§ **Task statement**:
Copy out everything from the line containing "In which part of the above photo does the glass" down to the last line of the entries, with nothing changed.

§ **Materials provided**:

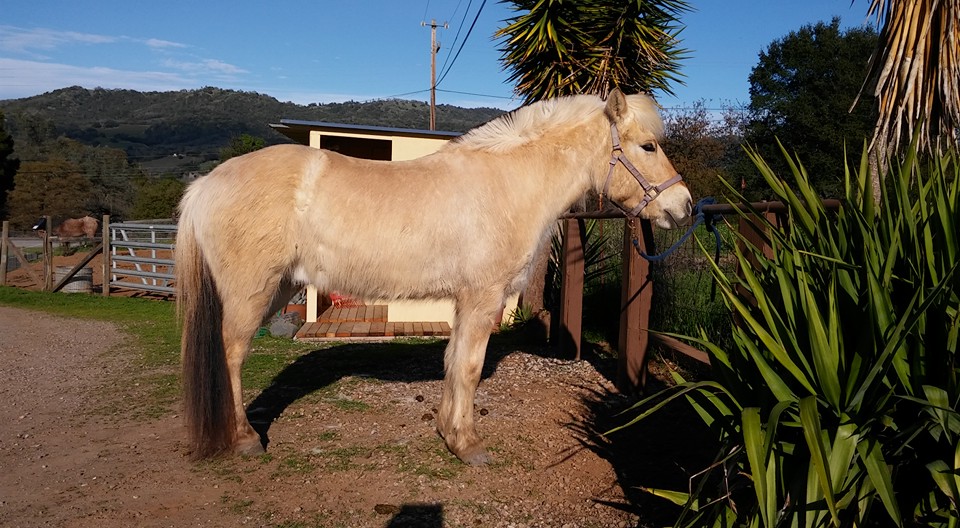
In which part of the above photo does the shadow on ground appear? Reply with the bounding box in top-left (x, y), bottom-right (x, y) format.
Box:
top-left (247, 332), bottom-right (716, 527)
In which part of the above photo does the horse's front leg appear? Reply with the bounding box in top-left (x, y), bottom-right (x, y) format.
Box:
top-left (437, 292), bottom-right (503, 464)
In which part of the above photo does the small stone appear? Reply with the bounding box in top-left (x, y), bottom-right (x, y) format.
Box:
top-left (373, 504), bottom-right (400, 515)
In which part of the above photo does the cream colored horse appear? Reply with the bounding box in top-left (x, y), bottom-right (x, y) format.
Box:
top-left (176, 91), bottom-right (691, 463)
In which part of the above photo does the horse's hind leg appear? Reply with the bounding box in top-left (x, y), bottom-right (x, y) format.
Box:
top-left (223, 277), bottom-right (288, 455)
top-left (437, 291), bottom-right (503, 464)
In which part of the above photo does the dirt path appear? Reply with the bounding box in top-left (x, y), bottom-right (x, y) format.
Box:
top-left (0, 307), bottom-right (716, 528)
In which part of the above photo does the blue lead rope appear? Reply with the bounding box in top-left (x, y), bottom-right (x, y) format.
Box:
top-left (633, 196), bottom-right (720, 262)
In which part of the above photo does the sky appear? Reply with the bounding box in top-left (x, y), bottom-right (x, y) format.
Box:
top-left (0, 0), bottom-right (871, 109)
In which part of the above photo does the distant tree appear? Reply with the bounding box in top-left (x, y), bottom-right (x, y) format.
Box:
top-left (737, 18), bottom-right (877, 198)
top-left (220, 134), bottom-right (267, 162)
top-left (129, 176), bottom-right (186, 220)
top-left (663, 100), bottom-right (743, 199)
top-left (0, 111), bottom-right (20, 219)
top-left (9, 160), bottom-right (90, 229)
top-left (36, 137), bottom-right (143, 217)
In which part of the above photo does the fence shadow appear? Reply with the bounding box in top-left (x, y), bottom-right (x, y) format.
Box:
top-left (565, 345), bottom-right (718, 528)
top-left (247, 332), bottom-right (552, 446)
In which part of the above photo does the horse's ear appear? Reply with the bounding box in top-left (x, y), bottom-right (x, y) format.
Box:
top-left (604, 88), bottom-right (627, 123)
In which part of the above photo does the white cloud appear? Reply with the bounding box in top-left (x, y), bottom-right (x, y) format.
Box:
top-left (0, 26), bottom-right (120, 55)
top-left (163, 59), bottom-right (248, 75)
top-left (0, 58), bottom-right (196, 99)
top-left (143, 39), bottom-right (187, 49)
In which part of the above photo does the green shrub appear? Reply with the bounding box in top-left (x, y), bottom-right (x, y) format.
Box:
top-left (627, 141), bottom-right (960, 527)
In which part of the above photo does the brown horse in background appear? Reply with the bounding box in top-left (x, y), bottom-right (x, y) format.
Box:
top-left (33, 216), bottom-right (100, 240)
top-left (176, 90), bottom-right (692, 464)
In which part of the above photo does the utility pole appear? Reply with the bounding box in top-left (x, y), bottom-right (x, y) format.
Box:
top-left (420, 20), bottom-right (449, 130)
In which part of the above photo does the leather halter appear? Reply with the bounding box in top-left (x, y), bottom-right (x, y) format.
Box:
top-left (600, 123), bottom-right (683, 217)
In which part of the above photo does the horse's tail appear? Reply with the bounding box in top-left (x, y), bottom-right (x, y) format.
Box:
top-left (174, 211), bottom-right (236, 459)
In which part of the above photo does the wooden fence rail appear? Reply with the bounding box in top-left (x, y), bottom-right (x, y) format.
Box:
top-left (554, 199), bottom-right (840, 393)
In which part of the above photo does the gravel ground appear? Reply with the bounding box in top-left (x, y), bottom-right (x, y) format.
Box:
top-left (0, 294), bottom-right (709, 528)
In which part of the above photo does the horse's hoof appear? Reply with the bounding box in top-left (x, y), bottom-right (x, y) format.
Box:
top-left (454, 446), bottom-right (493, 466)
top-left (234, 442), bottom-right (267, 456)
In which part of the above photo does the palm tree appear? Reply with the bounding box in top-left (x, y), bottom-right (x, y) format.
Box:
top-left (494, 0), bottom-right (690, 103)
top-left (864, 0), bottom-right (960, 197)
top-left (494, 0), bottom-right (690, 324)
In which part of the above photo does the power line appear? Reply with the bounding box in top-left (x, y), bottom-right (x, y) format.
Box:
top-left (440, 0), bottom-right (473, 82)
top-left (437, 0), bottom-right (487, 84)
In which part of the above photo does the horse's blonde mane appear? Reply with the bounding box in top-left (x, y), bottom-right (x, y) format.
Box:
top-left (444, 91), bottom-right (663, 152)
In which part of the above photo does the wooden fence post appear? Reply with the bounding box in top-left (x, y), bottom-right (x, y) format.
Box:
top-left (41, 215), bottom-right (53, 291)
top-left (100, 215), bottom-right (113, 297)
top-left (554, 218), bottom-right (586, 360)
top-left (617, 220), bottom-right (655, 393)
top-left (0, 220), bottom-right (10, 286)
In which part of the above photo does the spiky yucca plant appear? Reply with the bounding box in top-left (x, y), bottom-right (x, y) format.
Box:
top-left (616, 139), bottom-right (960, 527)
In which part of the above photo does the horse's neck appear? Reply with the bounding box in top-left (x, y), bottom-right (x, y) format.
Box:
top-left (506, 119), bottom-right (610, 222)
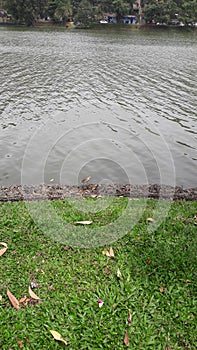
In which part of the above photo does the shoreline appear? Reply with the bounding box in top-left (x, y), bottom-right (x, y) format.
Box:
top-left (0, 184), bottom-right (197, 202)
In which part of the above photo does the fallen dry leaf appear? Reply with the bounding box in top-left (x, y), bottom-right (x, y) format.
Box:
top-left (75, 220), bottom-right (93, 225)
top-left (146, 218), bottom-right (155, 222)
top-left (28, 286), bottom-right (41, 300)
top-left (16, 340), bottom-right (24, 349)
top-left (50, 330), bottom-right (68, 345)
top-left (7, 288), bottom-right (20, 309)
top-left (124, 331), bottom-right (129, 347)
top-left (81, 176), bottom-right (91, 184)
top-left (117, 268), bottom-right (122, 278)
top-left (128, 310), bottom-right (132, 327)
top-left (103, 247), bottom-right (114, 259)
top-left (0, 242), bottom-right (8, 256)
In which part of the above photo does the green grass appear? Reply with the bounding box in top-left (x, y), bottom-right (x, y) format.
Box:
top-left (0, 198), bottom-right (197, 350)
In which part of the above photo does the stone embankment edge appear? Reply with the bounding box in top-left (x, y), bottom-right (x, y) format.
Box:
top-left (0, 184), bottom-right (197, 202)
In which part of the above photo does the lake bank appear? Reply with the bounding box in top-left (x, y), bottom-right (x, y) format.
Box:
top-left (0, 184), bottom-right (197, 202)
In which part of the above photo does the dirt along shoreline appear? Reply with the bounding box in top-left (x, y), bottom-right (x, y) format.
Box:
top-left (0, 184), bottom-right (197, 202)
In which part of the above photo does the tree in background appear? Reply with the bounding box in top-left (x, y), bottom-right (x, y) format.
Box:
top-left (74, 0), bottom-right (94, 27)
top-left (48, 0), bottom-right (72, 23)
top-left (6, 0), bottom-right (37, 25)
top-left (144, 0), bottom-right (197, 24)
top-left (112, 0), bottom-right (130, 23)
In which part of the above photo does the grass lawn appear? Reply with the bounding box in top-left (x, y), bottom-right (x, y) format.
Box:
top-left (0, 198), bottom-right (197, 350)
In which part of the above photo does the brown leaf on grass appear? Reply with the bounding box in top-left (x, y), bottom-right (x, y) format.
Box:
top-left (50, 330), bottom-right (68, 345)
top-left (75, 220), bottom-right (93, 225)
top-left (0, 242), bottom-right (8, 256)
top-left (146, 218), bottom-right (155, 222)
top-left (124, 331), bottom-right (129, 347)
top-left (28, 286), bottom-right (41, 300)
top-left (103, 247), bottom-right (115, 259)
top-left (7, 288), bottom-right (20, 309)
top-left (128, 309), bottom-right (132, 327)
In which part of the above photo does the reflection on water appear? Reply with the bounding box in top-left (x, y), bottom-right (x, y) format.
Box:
top-left (0, 28), bottom-right (197, 187)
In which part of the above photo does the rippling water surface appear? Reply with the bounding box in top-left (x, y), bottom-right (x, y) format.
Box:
top-left (0, 27), bottom-right (197, 187)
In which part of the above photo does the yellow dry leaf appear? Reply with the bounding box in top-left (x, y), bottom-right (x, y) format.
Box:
top-left (7, 288), bottom-right (20, 309)
top-left (103, 247), bottom-right (114, 259)
top-left (75, 220), bottom-right (93, 225)
top-left (146, 218), bottom-right (155, 222)
top-left (124, 331), bottom-right (129, 347)
top-left (50, 330), bottom-right (68, 345)
top-left (0, 242), bottom-right (8, 256)
top-left (28, 286), bottom-right (41, 300)
top-left (81, 176), bottom-right (91, 184)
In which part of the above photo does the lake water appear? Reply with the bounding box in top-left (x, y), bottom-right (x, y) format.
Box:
top-left (0, 27), bottom-right (197, 188)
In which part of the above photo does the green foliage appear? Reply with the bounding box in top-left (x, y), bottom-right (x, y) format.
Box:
top-left (74, 0), bottom-right (94, 27)
top-left (0, 198), bottom-right (197, 350)
top-left (112, 0), bottom-right (129, 22)
top-left (48, 0), bottom-right (72, 23)
top-left (144, 0), bottom-right (197, 24)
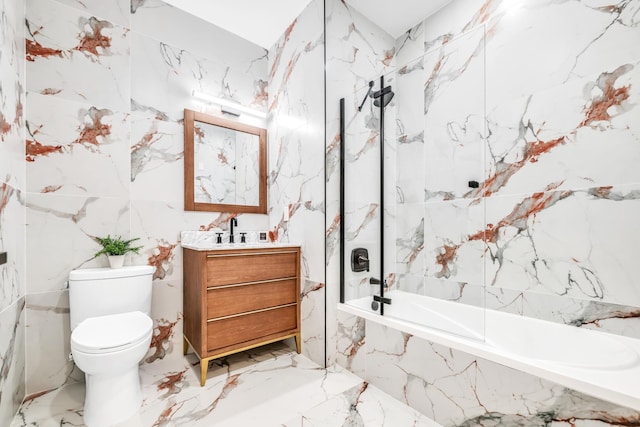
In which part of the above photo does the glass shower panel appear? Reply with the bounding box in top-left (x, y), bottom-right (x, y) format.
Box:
top-left (342, 80), bottom-right (381, 309)
top-left (385, 27), bottom-right (486, 339)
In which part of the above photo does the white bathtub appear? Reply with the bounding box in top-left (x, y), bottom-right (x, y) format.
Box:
top-left (338, 290), bottom-right (640, 410)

§ **Completed exercise**:
In which part of the above photo does the glass shower panel appear? Reply with the bounding box in top-left (x, y), bottom-right (x, y) format.
Box:
top-left (342, 80), bottom-right (381, 309)
top-left (385, 27), bottom-right (486, 339)
In which part of the above photo does the white bathtub appear? Reply with the bounding box in top-left (x, y), bottom-right (x, y) format.
Box:
top-left (338, 290), bottom-right (640, 410)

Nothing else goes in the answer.